▸ **Written exercise 1**:
Answer these questions using the forum thread on self-feedback:
(a) Which two emulators has AamirM seen emulate the relevant part perfectly?
(b) In Eke's table, what is B when the feedback register value is 5?
(c) Which two things has Nemesis finished testing?
▸ **Written exercise 2**:
Reproduce the part of the forum thread on self-feedback starting at "AamirM · Post" and ending at "that, my bad...", word for word.

▸ **Selected excerpt**:
══════

AamirM · Post by **AamirM** » Sun Aug 24, 2008 12:06 pm

Hi,

I think the delayed sample actually does exists (and its emulated in Regen). The reason? Well it will sound fine in Gens but if you listen very closely to the track 3 of Mega Turrican in Gens some instruments will come a bit early then they should be. Again, you should listen very carefully other wise you won't notice the difference.Here is a recording from the real hardware for the relevant part. I've only seen Regen and Kega that emulate it perfectly. I think its not related to delayed sample. I think it some kind of inaccuracy in envelope generator.

stay safe,

AamirM

Eke · Post by **Eke** » Sun Aug 24, 2008 4:29 pm

The problem in MAME core with those tracks seems to be more related to feedback implementation, especially when the feedback value is 7... I re-tested and the MEM delayed sample has nothing to do with that, my bad...

About self-feedback, here is how I understand how it works according to the documentation:

for slot 1 only, the phase input of the sin tab can be added by a factor of the slot ouput :

S1(t) = E1(t) x sin (w1.t + B.S1(t))

The factor B is given by the following table, depending of the feedback register value:

v=0 -> B = 0
v=1 -> B = PI/16
v=2 -> B = PI/8
v=3 -> B = PI/4
v=4 -> B = PI/2
v=5 -> B = PI
v=6 -> B = 2.PI
v=7 -> B = 4.PI

In an emulator, I initially thought a straight implementation was doing something like that, for each sample:

PHASE += OUT x feedback_factor
OUT = SIN_TABLE[PHASE][ENV]

but both MAME and GENS implementation use something more like :

PHASE + (OLD_OUT + OUT) x feedfack_factor
OUT = OLD_OUT
OLD_OUT = SIN_TABLE[PHASE][ENV]

probably it is more correct, I'm still not sure why

About the feedback factor (or shift value), here is how I understand it:

the relation between frequency and phase is: w =2xPIxfreq

this would mean the B factors (shifts) would be, in term of frequency (calculations in emulators are based on frequencies increment):
0, 1/32 (>>5), 1/16 (>>4), 1/8 (>>3), 1/4 (>>2), 1/2 (>>1), 1 (>>0) and 2 (<<1)

Now each core are dealing with this differently:

- gens core is doing PHASE += (OUT + OLD_OUT) >> FB
where FB = 9 - v

- Mame core is doing (only if v !=0) PHASE += (OUT + OLD_OUT) << FB
with FB = 6 + v

I guess the Gens core is translating the 13-bits OUT value is in a 10-bits phase value (>>3) then applying the feedback factor (see above)

I still don't understand the MAME implementation yet

ps: for the record, here is the US patent describing self-feedback:
http://www.google.com/patents?id=IeA3AAAAEBAJ

another one describing FM synth in detail:
http://www.google.com/patents?id=GNEzAAAAEBAJ

Nemesis · Post by **Nemesis** » Thu Aug 28, 2008 8:33 am

Well, I can't answer the questions about self-feedback yet. I haven't started doing any serious testing of self-feedback, but when I do, I'll definitely investigate these issues and see if I can track down the cause. I can post a lot of info about other aspects of the operator unit however. They should be an interesting read for someone. I've also finished my testing on the phase generator and accumulator. I'll write up my findings in those areas once I've got some time free. Until then, here's the OPN operator unit in a nutshell.

══════

▸ **Data lines**:

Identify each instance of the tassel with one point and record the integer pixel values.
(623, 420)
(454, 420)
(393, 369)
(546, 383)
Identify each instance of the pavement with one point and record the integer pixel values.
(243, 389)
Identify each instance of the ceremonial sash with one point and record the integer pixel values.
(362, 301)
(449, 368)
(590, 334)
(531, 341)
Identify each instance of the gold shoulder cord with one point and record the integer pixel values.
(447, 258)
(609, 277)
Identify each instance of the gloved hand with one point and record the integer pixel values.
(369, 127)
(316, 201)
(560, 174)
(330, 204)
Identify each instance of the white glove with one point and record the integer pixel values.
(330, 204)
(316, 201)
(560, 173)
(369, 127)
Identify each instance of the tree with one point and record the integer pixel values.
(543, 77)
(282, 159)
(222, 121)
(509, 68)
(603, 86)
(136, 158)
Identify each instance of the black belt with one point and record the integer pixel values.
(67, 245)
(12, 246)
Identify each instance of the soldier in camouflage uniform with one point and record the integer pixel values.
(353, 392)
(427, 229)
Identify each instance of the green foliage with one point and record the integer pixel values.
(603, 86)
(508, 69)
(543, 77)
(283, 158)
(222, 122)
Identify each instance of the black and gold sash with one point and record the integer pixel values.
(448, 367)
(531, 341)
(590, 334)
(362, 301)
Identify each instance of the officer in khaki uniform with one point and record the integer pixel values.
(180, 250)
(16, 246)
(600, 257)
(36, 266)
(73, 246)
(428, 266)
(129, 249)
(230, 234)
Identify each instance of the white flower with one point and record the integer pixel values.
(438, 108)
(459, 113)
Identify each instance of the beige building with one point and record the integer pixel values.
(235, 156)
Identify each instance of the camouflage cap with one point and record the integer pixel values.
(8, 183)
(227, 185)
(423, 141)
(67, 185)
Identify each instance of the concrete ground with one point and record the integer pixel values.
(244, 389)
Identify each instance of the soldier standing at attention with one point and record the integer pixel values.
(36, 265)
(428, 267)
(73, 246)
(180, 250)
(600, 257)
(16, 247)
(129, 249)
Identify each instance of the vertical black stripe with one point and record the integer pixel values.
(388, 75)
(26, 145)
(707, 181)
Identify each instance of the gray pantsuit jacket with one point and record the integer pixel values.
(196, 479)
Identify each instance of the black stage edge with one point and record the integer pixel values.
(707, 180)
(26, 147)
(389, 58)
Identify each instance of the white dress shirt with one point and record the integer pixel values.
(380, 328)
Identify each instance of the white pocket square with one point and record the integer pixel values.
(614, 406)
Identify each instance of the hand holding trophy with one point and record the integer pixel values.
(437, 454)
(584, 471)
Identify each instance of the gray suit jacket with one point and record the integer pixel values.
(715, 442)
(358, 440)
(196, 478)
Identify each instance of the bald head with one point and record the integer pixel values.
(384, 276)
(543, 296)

══════

▸ **Written reply 1**:
(a) Regen and Kega
(b) PI
(c) The phase generator and the accumulator

▸ **Written reply 2**:
AamirM · Post by **AamirM** » Sun Aug 24, 2008 12:06 pm

Hi,

I think the delayed sample actually does exists (and its emulated in Regen). The reason? Well it will sound fine in Gens but if you listen very closely to the track 3 of Mega Turrican in Gens some instruments will come a bit early then they should be. Again, you should listen very carefully other wise you won't notice the difference.Here is a recording from the real hardware for the relevant part. I've only seen Regen and Kega that emulate it perfectly. I think its not related to delayed sample. I think it some kind of inaccuracy in envelope generator.

stay safe,

AamirM

Eke · Post by **Eke** » Sun Aug 24, 2008 4:29 pm

The problem in MAME core with those tracks seems to be more related to feedback implementation, especially when the feedback value is 7... I re-tested and the MEM delayed sample has nothing to do with that, my bad...